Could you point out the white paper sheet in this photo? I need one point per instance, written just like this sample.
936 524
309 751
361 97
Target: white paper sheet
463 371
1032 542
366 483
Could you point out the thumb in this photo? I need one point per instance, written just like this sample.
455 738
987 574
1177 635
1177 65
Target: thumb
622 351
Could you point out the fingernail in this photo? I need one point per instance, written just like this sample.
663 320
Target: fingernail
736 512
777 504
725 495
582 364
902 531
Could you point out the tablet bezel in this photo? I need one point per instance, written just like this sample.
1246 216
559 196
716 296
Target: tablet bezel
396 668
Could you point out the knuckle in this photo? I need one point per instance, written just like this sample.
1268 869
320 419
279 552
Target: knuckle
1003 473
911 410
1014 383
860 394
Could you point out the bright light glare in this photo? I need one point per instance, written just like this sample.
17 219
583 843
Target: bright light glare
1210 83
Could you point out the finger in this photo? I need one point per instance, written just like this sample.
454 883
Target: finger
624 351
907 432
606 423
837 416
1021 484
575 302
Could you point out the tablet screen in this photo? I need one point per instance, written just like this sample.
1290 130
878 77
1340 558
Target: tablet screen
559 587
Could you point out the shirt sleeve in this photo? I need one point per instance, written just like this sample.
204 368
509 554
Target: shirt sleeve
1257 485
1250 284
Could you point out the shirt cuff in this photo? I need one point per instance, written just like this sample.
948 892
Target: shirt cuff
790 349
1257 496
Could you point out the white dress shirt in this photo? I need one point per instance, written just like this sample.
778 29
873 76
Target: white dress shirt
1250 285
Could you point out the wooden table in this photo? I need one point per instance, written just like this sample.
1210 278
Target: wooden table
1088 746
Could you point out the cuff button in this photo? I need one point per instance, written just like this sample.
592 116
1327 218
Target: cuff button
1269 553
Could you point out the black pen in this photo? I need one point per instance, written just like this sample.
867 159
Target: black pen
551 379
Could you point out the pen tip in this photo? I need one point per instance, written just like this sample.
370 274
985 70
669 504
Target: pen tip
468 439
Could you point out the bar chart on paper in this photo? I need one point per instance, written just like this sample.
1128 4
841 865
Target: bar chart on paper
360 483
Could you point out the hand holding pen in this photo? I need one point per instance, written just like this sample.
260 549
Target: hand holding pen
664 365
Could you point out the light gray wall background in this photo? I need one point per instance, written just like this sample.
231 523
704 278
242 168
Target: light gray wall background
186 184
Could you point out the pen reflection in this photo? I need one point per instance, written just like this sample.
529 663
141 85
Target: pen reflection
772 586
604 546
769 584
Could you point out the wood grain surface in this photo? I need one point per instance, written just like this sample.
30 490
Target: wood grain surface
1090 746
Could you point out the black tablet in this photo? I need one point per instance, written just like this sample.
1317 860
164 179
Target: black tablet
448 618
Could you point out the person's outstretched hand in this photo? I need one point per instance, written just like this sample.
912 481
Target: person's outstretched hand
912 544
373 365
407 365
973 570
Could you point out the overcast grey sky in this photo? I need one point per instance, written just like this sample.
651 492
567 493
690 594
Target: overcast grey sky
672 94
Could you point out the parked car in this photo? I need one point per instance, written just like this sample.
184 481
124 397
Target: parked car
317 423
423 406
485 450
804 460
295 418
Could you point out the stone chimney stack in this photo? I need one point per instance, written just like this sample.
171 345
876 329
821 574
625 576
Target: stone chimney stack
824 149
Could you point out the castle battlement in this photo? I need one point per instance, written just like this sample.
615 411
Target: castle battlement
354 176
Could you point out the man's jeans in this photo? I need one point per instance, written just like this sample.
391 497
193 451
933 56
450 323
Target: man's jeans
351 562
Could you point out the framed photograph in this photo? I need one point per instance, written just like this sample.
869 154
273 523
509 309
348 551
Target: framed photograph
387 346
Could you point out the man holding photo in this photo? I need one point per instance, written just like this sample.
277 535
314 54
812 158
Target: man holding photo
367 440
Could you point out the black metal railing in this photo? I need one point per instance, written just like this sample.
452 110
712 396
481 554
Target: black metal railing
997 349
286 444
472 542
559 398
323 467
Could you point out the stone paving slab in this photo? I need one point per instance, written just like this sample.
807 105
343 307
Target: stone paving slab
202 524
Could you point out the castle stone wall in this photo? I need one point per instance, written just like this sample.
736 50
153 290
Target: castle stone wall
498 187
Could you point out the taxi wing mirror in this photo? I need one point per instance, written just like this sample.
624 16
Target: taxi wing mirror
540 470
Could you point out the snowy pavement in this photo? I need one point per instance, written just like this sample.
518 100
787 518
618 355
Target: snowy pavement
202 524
...
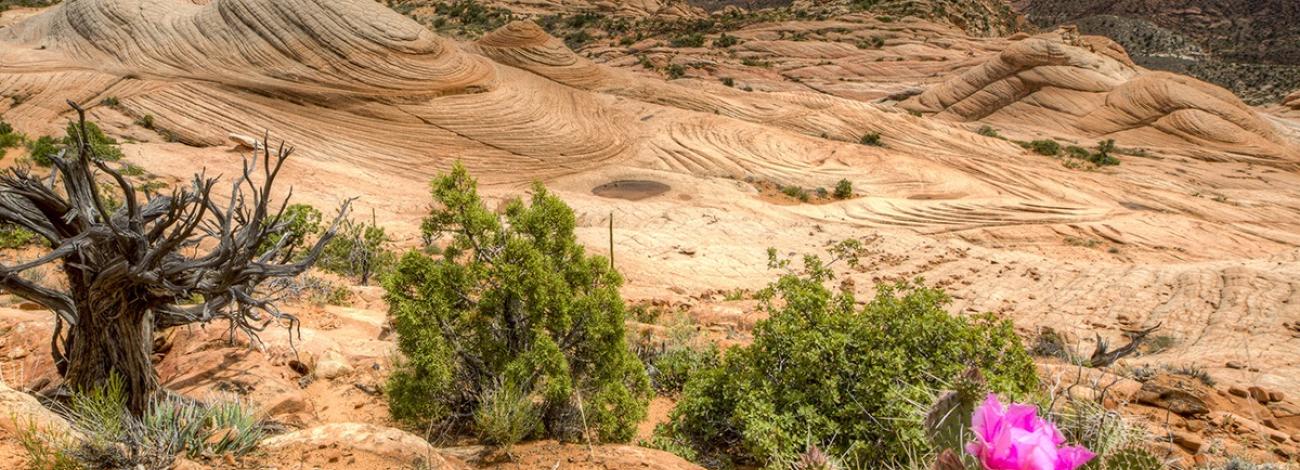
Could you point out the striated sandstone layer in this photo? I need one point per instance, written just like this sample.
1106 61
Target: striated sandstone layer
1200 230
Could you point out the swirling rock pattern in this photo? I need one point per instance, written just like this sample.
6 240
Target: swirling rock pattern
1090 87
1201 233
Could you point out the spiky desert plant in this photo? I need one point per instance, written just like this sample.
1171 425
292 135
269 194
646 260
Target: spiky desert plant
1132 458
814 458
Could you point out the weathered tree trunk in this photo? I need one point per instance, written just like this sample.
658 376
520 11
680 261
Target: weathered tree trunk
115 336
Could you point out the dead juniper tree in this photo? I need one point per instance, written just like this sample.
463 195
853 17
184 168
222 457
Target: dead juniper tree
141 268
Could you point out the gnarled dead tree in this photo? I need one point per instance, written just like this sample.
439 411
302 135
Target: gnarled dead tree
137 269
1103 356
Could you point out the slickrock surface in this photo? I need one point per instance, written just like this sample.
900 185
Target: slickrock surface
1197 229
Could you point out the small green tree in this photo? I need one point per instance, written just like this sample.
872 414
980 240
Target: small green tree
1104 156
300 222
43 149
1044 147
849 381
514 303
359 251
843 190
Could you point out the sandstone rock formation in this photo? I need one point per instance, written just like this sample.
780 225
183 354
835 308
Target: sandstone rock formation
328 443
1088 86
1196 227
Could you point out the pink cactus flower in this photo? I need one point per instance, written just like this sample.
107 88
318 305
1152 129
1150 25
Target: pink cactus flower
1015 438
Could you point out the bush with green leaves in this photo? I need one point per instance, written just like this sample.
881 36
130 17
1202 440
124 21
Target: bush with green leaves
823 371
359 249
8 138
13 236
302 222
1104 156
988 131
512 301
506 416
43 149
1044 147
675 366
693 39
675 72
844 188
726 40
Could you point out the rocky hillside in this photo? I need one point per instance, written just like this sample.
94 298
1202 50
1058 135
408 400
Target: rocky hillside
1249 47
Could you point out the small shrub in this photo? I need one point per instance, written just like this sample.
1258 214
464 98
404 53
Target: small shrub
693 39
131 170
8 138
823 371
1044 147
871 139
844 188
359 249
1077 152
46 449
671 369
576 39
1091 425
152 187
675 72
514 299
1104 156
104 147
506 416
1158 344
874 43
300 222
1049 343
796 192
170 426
==
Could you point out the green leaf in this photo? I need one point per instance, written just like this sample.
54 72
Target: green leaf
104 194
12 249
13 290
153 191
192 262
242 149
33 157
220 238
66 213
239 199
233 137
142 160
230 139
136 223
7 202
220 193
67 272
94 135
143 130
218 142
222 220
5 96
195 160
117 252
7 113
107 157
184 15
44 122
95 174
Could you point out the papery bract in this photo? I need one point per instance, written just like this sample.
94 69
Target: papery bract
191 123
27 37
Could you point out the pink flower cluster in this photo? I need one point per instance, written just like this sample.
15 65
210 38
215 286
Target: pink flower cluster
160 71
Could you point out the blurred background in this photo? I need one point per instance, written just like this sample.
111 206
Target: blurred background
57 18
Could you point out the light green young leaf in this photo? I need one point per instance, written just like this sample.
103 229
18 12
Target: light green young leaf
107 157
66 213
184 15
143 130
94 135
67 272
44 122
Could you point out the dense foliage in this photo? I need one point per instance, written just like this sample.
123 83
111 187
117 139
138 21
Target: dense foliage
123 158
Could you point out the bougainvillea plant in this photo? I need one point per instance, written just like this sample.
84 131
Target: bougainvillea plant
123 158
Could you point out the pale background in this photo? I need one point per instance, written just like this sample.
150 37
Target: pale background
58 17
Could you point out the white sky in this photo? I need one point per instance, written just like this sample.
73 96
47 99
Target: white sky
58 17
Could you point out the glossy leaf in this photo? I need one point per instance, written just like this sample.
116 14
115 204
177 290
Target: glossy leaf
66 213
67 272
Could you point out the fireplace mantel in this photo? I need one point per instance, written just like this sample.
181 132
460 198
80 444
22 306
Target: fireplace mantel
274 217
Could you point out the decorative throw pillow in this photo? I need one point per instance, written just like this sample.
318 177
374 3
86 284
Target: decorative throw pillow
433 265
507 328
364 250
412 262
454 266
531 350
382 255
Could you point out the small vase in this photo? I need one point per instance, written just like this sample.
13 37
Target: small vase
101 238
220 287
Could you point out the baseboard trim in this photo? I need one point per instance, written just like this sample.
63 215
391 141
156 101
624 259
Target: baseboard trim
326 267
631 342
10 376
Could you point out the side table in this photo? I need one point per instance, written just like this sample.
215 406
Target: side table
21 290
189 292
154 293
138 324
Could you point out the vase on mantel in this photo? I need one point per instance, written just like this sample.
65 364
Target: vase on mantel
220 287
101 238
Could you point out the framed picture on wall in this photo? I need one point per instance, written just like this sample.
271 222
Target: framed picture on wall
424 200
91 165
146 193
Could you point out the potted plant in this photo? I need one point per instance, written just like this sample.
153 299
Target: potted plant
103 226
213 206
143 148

◆ Direction: Filter the data above and copy every line that contains the word "vase".

◆ Task result:
Could you point out the small vase in this photo? I need one point per instance, written just like this sample.
Target: small vase
Could you point out the vase on mantel in this photo? I need one point per instance, written just like this sample.
Target: vase on mantel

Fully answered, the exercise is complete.